• TOP
  • PEOPLE
  • フランスの若者たちはもはやポルノなどのセックス表現に喜びを感じません

2023.12.30

アニッサ・ボンヌフォン(監督)×アナ・ジラルド(女優)

フランスの若者たちはもはやポルノなどのセックス表現に喜びを感じません

身分を隠して、2年間、娼婦として活動した作家の自伝小説を完全映画化した話題作『ラ・メゾン 小説家と娼婦』がいよいよ公開されます。アニサ・ボンヌフォン監督と主演を務めた女優アナ・ジラルドさんに話を伺いました。その後編です。

CREDIT :

文/安田薫子 写真/トヨダリョウ 編集/森本 泉(LEON.JP)

ラ・メゾン LEON.JP
27歳の小説家エマ・ベッケルが娼婦として過ごした2年間を描いた自伝小説「ラ・メゾン」。世界16カ国でベストセラーとなったこの衝撃作が『ラ・メゾン 小説家と娼婦』として完全映画化されました。日本公開に先駆け、アニッサ・ボンヌフォン監督と主演女優のアナ・ジラルドさんが来日。ひとりの女性の欲望を赤裸々に描いた本作についてインタビューしました(映画の内容について語った前編はこちら)。後編では現代におけるセックスワークの問題、フランスにおけるセックス事情なども伺いました。

娼館の中では、分析するべきことがたくさんある

── セックスワーカーは世の中に必要だとお考えですか? 

アニッサ・ボンヌフォン監督(以下アニッサ) いずれにしても、いつも存在するものです。それが現実なんです。そうすると、どのように社会に溶け込ませるのかが大切になってきます。この職業はずっとありましたが、枠組みが作られ守られることがなかった。でも守られることが重要です。あと、私は思うに、障害のある人たちなど現実として必要としている人がいます。だから私はずっと存在していくものだと思います。

アナ・ジラルドさん(以下、アナ) 私もそう思います。映画の中でもセックスを必要としている男性が登場しました。ある意味で素晴らしい職業だと思いますが、娼婦たちはこうした男性の性的な衝動に応える。この職業やセックスが必要である本当の理由を探すのはとてもおもしろいと思いました。
PAGE 2
ラ・メゾン LEON.JP
── ファンタスム(性的興奮を掻き立てる妄想)を実現するために娼館にくる男性についてどう思いますか?

アニッサ このような映画を制作したいなら、いいとか悪いとかあらゆる道徳的なジャッジから切り離して考えるべきだと思います。なぜなら、そうした裁きをしては人間性を語れないからです。この物語では、見つけるべき人間性がたくさんあります。異常な行動であっても何かを物語るのです。娼館の中では、分析するべきことがたくさんあります。そこにはたくさんの鍵があると思います。私は女性として思うのですが、男性に(女性に対する)リスペクトの気持ちがあるなら理解します。

= 課題 =
インタビュー記事から、「娼館の中では、分析するべきことがたくさんある」を含む箇所を起点とし、「てもおもしろいと思いました。」までを含めて区切った部分を一字一句変えずに抜き出してください。 レコードは参照しなくてかまいません。

= データ抜粋 =
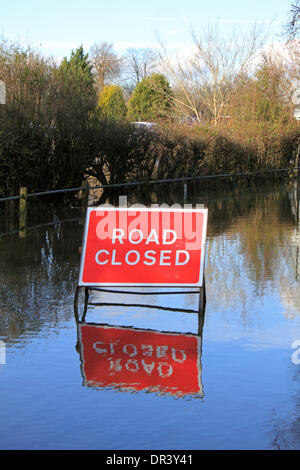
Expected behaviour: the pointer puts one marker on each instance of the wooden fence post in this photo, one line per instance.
(22, 212)
(84, 196)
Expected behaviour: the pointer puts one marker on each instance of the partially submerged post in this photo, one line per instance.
(84, 197)
(22, 212)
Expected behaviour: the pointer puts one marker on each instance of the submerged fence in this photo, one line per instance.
(85, 189)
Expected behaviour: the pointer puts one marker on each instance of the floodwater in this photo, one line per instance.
(130, 375)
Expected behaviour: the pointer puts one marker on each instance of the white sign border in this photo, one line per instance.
(199, 283)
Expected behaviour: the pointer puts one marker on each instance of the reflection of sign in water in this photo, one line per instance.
(142, 247)
(140, 359)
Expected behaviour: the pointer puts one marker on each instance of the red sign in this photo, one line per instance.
(142, 247)
(140, 359)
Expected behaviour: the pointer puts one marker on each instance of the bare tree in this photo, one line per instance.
(106, 63)
(207, 77)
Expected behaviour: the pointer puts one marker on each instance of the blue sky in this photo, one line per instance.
(57, 27)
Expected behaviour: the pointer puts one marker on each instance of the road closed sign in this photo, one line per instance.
(143, 247)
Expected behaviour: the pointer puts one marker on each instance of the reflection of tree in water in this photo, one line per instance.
(251, 246)
(285, 434)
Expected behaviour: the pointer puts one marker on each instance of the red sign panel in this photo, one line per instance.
(140, 359)
(141, 247)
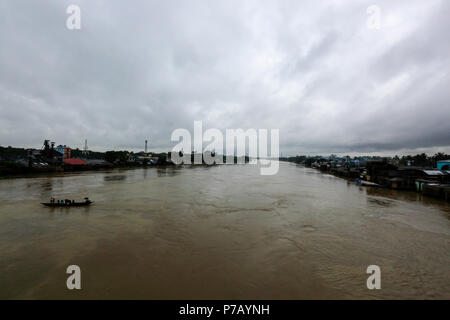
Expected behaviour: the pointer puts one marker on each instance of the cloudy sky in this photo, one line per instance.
(138, 70)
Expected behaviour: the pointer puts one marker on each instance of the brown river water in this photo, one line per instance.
(222, 232)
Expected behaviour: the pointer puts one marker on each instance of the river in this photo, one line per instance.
(222, 232)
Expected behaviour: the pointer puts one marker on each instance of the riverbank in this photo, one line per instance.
(417, 184)
(221, 232)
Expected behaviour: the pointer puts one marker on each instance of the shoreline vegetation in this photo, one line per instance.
(20, 162)
(427, 175)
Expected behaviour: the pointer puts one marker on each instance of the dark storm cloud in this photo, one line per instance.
(138, 70)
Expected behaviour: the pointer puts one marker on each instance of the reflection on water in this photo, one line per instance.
(220, 232)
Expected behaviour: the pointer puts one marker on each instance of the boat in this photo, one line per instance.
(367, 183)
(64, 203)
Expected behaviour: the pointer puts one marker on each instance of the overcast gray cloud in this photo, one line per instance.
(140, 69)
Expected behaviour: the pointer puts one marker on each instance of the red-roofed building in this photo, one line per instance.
(74, 162)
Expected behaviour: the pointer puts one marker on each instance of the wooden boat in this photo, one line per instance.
(367, 183)
(68, 204)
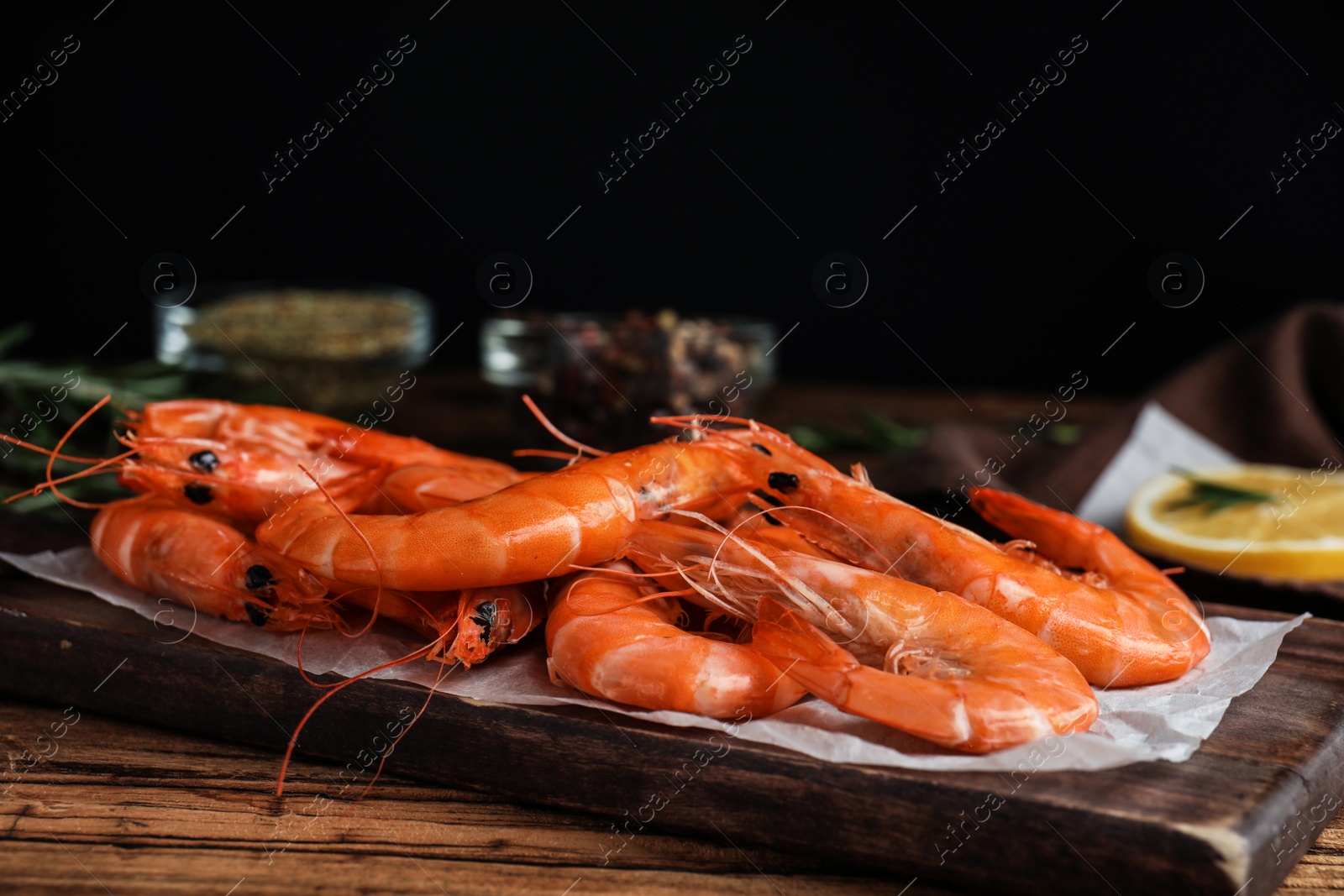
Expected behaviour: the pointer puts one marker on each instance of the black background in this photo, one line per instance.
(835, 118)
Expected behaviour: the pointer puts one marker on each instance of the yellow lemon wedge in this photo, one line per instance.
(1272, 521)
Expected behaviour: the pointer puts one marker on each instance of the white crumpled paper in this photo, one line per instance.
(1158, 721)
(1158, 443)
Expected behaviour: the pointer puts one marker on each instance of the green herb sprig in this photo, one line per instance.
(1214, 496)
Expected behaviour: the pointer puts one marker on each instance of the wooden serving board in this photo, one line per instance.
(1233, 820)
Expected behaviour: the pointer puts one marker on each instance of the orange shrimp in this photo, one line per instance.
(244, 483)
(486, 620)
(207, 564)
(604, 638)
(1126, 625)
(972, 689)
(429, 613)
(537, 528)
(304, 432)
(492, 618)
(945, 669)
(417, 488)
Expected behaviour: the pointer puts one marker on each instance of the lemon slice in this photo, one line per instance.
(1273, 521)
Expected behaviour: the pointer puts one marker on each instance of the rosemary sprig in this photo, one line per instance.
(1214, 496)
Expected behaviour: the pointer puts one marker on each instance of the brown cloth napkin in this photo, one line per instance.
(1270, 396)
(1274, 396)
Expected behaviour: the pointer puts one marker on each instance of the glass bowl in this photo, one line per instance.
(600, 378)
(322, 345)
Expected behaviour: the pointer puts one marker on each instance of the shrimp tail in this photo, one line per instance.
(804, 653)
(1065, 537)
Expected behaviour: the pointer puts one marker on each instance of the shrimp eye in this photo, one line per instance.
(198, 493)
(769, 499)
(486, 618)
(259, 577)
(205, 461)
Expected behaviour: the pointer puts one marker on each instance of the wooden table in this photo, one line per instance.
(131, 809)
(124, 808)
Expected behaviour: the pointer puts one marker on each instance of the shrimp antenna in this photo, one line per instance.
(833, 519)
(60, 443)
(407, 730)
(558, 456)
(293, 738)
(47, 452)
(93, 470)
(378, 567)
(817, 602)
(554, 430)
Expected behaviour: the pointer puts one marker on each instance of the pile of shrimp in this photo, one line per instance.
(725, 569)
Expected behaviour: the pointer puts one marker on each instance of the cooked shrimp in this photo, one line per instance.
(302, 432)
(1126, 625)
(537, 528)
(244, 483)
(417, 488)
(961, 676)
(207, 564)
(496, 617)
(605, 640)
(965, 688)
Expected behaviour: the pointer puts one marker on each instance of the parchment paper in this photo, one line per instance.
(1158, 721)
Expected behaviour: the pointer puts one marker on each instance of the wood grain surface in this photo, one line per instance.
(1210, 825)
(128, 808)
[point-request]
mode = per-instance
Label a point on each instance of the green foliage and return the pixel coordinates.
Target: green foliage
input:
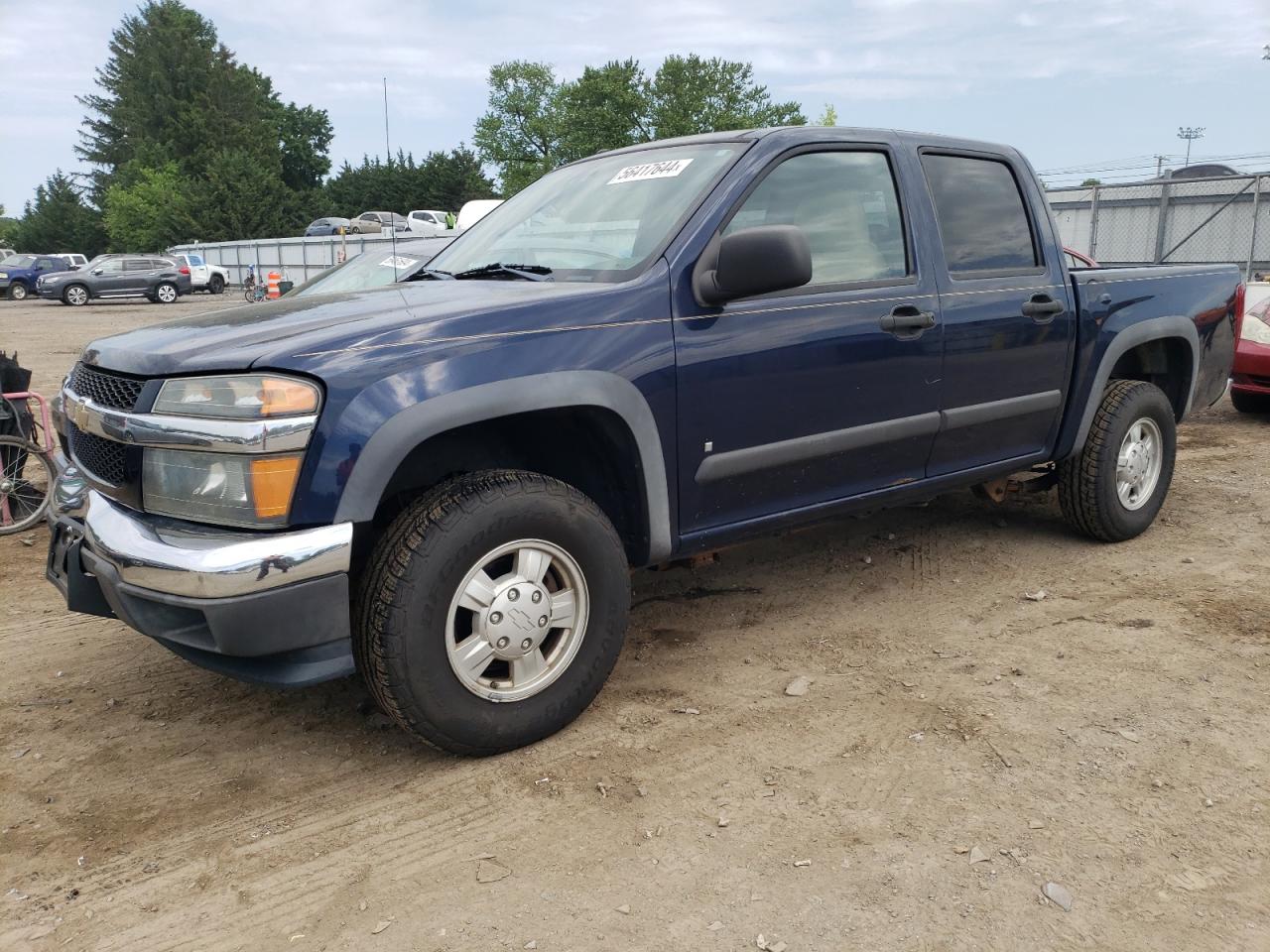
(59, 220)
(190, 143)
(150, 212)
(443, 180)
(521, 130)
(535, 122)
(693, 95)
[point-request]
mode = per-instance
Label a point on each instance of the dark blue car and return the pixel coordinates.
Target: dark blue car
(444, 483)
(19, 273)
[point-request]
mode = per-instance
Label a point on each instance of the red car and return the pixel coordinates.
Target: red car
(1250, 382)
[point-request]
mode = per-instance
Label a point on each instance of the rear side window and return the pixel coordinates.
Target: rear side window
(983, 221)
(844, 203)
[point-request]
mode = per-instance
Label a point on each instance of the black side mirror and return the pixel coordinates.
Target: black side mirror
(754, 262)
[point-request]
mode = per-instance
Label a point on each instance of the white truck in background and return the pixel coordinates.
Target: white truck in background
(211, 278)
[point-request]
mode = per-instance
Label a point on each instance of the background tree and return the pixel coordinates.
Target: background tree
(150, 212)
(521, 130)
(176, 111)
(59, 220)
(693, 95)
(535, 122)
(443, 180)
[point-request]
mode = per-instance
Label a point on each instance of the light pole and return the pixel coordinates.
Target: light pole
(1191, 134)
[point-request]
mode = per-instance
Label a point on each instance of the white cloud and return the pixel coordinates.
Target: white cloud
(976, 59)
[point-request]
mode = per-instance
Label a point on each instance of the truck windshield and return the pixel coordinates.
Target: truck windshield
(370, 270)
(598, 220)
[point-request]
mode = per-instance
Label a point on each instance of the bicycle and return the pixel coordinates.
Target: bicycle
(28, 463)
(253, 290)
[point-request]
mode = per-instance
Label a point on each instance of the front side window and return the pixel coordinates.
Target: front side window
(597, 220)
(983, 222)
(847, 206)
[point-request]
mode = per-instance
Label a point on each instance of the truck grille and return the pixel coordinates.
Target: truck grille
(105, 389)
(103, 458)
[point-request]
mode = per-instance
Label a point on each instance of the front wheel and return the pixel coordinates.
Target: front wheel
(493, 611)
(26, 485)
(1116, 484)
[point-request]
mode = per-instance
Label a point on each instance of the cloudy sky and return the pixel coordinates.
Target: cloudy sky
(1076, 85)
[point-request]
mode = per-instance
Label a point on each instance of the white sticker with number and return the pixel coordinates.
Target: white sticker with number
(651, 171)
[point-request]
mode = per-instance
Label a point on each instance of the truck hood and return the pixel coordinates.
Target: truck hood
(287, 331)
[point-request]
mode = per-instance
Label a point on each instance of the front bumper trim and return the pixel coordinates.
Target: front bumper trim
(183, 558)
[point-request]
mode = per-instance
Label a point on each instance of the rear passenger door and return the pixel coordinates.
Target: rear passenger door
(1006, 313)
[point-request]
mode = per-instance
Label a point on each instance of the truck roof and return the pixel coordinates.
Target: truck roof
(817, 134)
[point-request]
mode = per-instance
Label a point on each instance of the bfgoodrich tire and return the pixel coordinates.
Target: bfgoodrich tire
(1112, 489)
(492, 611)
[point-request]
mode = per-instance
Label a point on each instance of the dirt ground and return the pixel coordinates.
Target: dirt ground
(959, 748)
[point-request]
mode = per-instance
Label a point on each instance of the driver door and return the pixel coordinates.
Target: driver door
(802, 398)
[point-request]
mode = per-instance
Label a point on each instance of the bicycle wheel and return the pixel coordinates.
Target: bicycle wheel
(26, 485)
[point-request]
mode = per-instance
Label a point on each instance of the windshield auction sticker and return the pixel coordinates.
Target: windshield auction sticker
(651, 171)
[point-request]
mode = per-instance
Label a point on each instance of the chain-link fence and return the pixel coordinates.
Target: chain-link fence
(1173, 221)
(303, 258)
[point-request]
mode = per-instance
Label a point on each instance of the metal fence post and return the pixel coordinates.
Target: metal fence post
(1162, 223)
(1093, 223)
(1252, 244)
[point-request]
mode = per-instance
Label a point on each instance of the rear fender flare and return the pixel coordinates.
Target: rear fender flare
(1173, 326)
(398, 435)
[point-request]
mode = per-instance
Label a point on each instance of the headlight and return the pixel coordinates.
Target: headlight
(1256, 327)
(218, 488)
(249, 397)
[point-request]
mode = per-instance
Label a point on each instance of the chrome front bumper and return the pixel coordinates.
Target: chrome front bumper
(271, 608)
(183, 558)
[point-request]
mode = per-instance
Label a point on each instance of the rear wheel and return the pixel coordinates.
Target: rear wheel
(493, 611)
(1116, 484)
(1250, 403)
(26, 485)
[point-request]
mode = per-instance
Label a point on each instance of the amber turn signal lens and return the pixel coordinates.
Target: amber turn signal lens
(287, 398)
(273, 480)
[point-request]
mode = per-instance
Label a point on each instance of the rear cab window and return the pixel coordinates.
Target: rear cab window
(982, 217)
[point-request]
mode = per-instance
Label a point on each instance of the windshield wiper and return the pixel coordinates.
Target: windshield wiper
(430, 275)
(497, 271)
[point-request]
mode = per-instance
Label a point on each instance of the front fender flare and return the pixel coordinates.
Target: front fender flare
(1124, 340)
(398, 435)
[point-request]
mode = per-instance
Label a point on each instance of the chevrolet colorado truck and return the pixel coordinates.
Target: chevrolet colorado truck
(444, 483)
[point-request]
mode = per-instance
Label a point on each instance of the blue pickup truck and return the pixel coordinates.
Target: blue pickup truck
(444, 483)
(19, 273)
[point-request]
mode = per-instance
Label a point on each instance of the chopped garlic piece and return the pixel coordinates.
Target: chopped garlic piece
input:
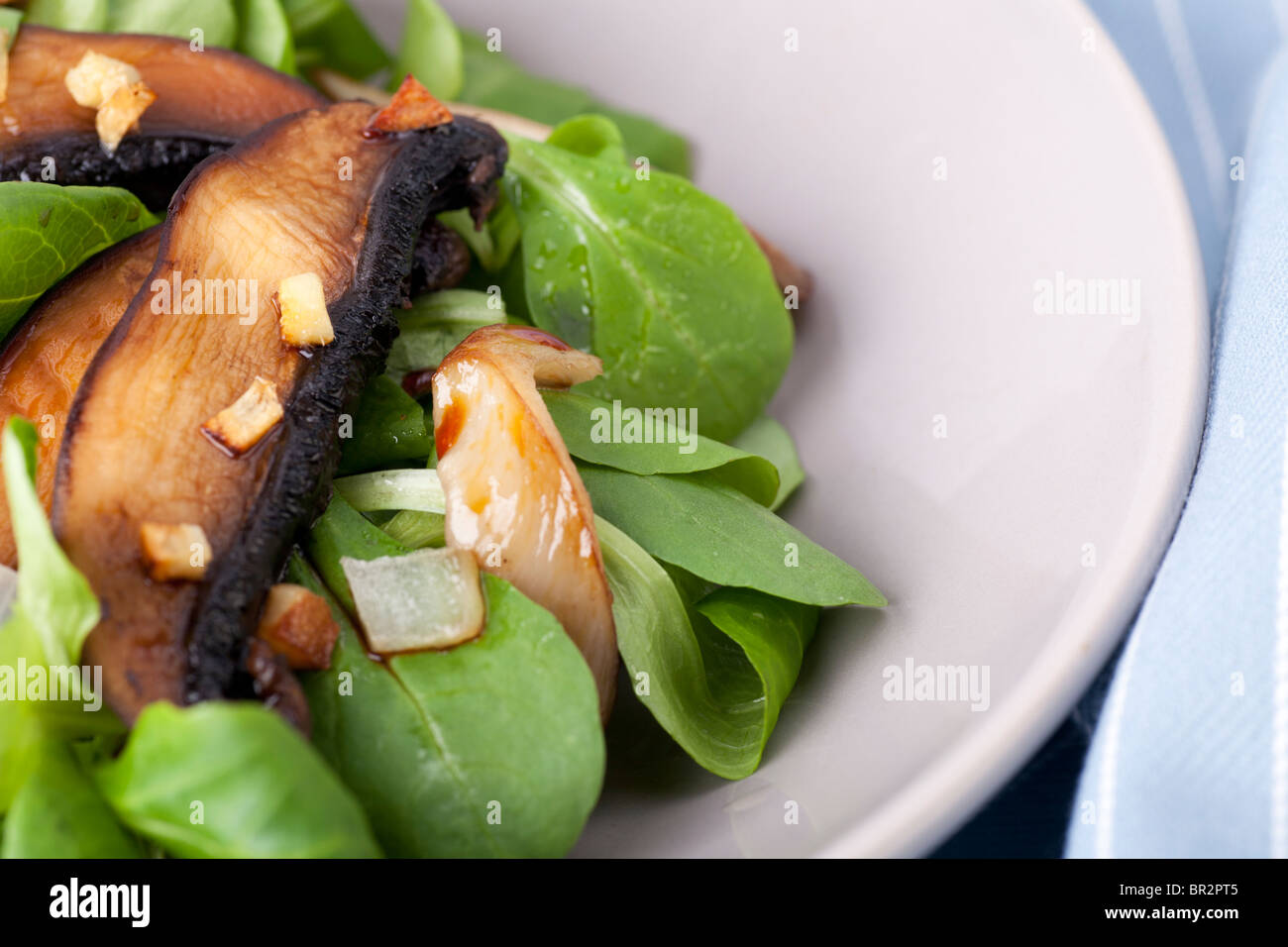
(297, 624)
(95, 77)
(240, 425)
(121, 112)
(174, 551)
(304, 317)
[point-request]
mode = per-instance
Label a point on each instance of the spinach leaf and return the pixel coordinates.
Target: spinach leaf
(329, 33)
(492, 748)
(595, 431)
(496, 81)
(231, 780)
(660, 279)
(387, 428)
(265, 34)
(713, 676)
(51, 230)
(711, 530)
(436, 324)
(430, 51)
(58, 813)
(9, 21)
(768, 438)
(215, 18)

= 演習出力 =
娼館の中では、分析するべきことがたくさんある

── セックスワーカーは世の中に必要だとお考えですか? 

アニッサ・ボンヌフォン監督(以下アニッサ) いずれにしても、いつも存在するものです。それが現実なんです。そうすると、どのように社会に溶け込ませるのかが大切になってきます。この職業はずっとありましたが、枠組みが作られ守られることがなかった。でも守られることが重要です。あと、私は思うに、障害のある人たちなど現実として必要としている人がいます。だから私はずっと存在していくものだと思います。

アナ・ジラルドさん(以下、アナ) 私もそう思います。映画の中でもセックスを必要としている男性が登場しました。ある意味で素晴らしい職業だと思いますが、娼婦たちはこうした男性の性的な衝動に応える。この職業やセックスが必要である本当の理由を探すのはとてもおもしろいと思いました。